SOURCE MATERIAL -
+ + + +
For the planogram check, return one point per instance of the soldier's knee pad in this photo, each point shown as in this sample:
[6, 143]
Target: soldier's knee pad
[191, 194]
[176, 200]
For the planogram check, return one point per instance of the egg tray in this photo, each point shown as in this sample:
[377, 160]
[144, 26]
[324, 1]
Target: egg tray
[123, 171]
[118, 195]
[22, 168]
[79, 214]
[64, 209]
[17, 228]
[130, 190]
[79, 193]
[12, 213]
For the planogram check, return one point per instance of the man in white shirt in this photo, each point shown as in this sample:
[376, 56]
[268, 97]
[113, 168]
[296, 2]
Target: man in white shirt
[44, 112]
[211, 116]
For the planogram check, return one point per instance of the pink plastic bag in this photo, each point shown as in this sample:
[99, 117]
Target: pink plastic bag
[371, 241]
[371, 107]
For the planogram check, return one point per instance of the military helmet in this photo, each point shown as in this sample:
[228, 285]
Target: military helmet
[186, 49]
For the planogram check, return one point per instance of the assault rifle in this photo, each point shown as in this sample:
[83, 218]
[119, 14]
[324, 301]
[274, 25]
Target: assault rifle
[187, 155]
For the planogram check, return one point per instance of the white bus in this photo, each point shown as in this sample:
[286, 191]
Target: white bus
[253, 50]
+ + + +
WHAT IS ASKED - Copy the data above word for word, starting with the line that contains "of the military" and going on through the last line of the data, with both of those lines included.

THE OUTPUT -
For the planogram check, return one point per instance of the military helmet in this photo, each point shown as in this sample:
[228, 285]
Target: military helmet
[186, 49]
For the planogram check, return one point per instance of the assault rifle in this photo, each point shown as in this sample:
[83, 218]
[119, 14]
[324, 301]
[274, 25]
Target: assault rifle
[187, 155]
For the planogram check, return one point per instance of the white bus in this photo, each point shown as in this sample:
[286, 191]
Target: white bus
[253, 50]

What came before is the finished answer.